-------- Brano del testo

La foresta dei girasoli, Torey L. Hayden [Io sono come tanti. Amarla è l'unica cosa eccezionale che io abbia fatto in vita mia.]



Un giro in libreria con la mamma, qualche giorno fa, è bastato per farci portare a casa un libro qualunque, scelto, a differenza di altri ben più noti, solo perché aveva nel titolo il nome di quei fiori che tanto piacciono sia a me che a lei: i girasoli, appunto. Stamattina li ho anche seminati, nella mia aiuola, nel mio angolo relax, vicino all'amaca. Speriamo crescano belli come quelli di un paio d'anni fa.



La foresta dei girasoli è tornato a casa con me senza che io sapessi minimamente che cosa c'avrei trovato dentro, non avevo aspettative ed è forse per questo che sono rimasta piacevolmente colpita dalla storia, straripante d'amore e di sofferenza. Col senno del poi non credo che ci fosse compagnia migliore di quella della mia mamma per scegliere questo libro, visto che parla proprio di una madre, Mara. Una madre che non è come le altre, una madre che indossa i vestiti del marito, porta i capelli lunghi e selvaggi, una madre che sa incantare quando racconta le storie, una madre che viene da lontano, dall'Europa, e che dell'Europa porta nel cuore ricordi di guerra atroci, che le rimbombano ancora nella testa e la ossessionano. Mara è una donna amata, amata da O'Malley, soldato americano che l'ha portata via da tutti quei luoghi di dolore, che è diventato suo marito e padre delle sue due figlie, Lesley e Meggie. Mara è una donna profondamente amata dalle figlie, che hanno imparato a convivere fin da piccole con i suoi disturbi e i suoi comportamenti sopra le righe. La assecondano, cercano di non innervosirla, cercano di non riportare a galla quella seconda guerra mondiale che ha sterminato la famiglia di Mara e che sembra essere ancora così viva, dentro di lei.

----------------

Consegne:
(a) Elenca tutti i personaggi del romanzo nominati nella recensione de La foresta dei girasoli.
(b) Scrivi il seguito della recensione de La foresta dei girasoli, ripartendo subito dopo la sua ultima frase.

-------- Materiale

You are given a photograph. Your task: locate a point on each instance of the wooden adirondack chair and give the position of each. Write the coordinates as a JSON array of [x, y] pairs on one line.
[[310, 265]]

----------------

Soluzioni:
(a) Mara, O'Malley, Lesley e Meggie.

(b)
Mara non era ebrea, era ungherese, eppure finì comunque in un campo di concentramento. Le figlie lo scoprono solo quando ormai le conseguenze del suo essere sopravvissuta all'orrore nazista sembrano essere irreparabili. Quando il baratro sembra lì, proprio a un passo di distanza, Lesley e Megs scoprono che la loro mamma non era bella solo ai loro occhi, ma anche a quelli dei tedeschi. Era bionda, carnagione chiara, occhi azzurri. Le SS le avevano preso tutte le misure e avevano stabilito che lei era perfetta per mettere al mondo figli ariani. Rinchiusa in un istituto, la piccola Mara, neanche diciassettenne, fu violentata ripetutamente dai nazisti fino a che riuscì a restare incinta. Partorì un bambino, Klaus, che presto le fu sottratto. Le violenze continuarono finché, per vicissitudini che non racconterò, Mara fu trasferita in un lager.

Non è ebrea dunque, ma è una sopravvissuta a tutti gli effetti. Lo strazio di quegli anni sarà sempre più forte dell'amore della sua famiglia, perché l'amore certe volte sembra davvero non bastare.

Il baratro è lì. Basta un passo. Basta un attimo per rivedere i lupi al posto dei girasoli. Basta un istante per abbandonare il Kansas con la mente e tornare in Germania o magari nel Galles, lì, a Coed-y-Bleiddiau, dove O'Malley aveva portato la sua Mara dopo la guerra. E non importa se intorno ci sono le pianure di quello Stato americano, per Mara c'è ancora Klaus, bambino, che è riuscita a ritrovare, finalmente. E poi c'è il Galles e quella foresta di girasoli con cui ha riempito i sogni belli di Lesley e Megs.


«Non basta. [...] L'amore aiuta, ma non basta. Bisogna cambiare le cose. Bisogna scoprire perché le cose non funzionano e renderle migliori. In questo io e mio padre siamo diversi. In questo lui sbaglia. Se vuoi rendere migliore il mondo, devi cambiare le cose. Papà ti abbraccia e tu ti senti meglio, ma le cose non vanno meglio. È quello che fa lui con la mamma. Lui la stringe tra le braccia, la bacia, la fa sentire meravigliosa. Ma lei continua ad avere i suoi problemi. Niente è cambiato.»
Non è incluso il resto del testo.